> Written request
Please repeat each of the entries below word for word, keeping every line unchanged.

> Given data
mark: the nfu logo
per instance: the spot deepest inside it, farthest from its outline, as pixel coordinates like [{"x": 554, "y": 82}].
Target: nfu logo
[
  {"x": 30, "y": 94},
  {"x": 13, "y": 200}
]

> Task answer
mark: the nfu logo
per instance: the spot deepest inside it, farthest from its outline, as pixel coordinates like [{"x": 554, "y": 82}].
Target: nfu logo
[
  {"x": 30, "y": 94},
  {"x": 13, "y": 200}
]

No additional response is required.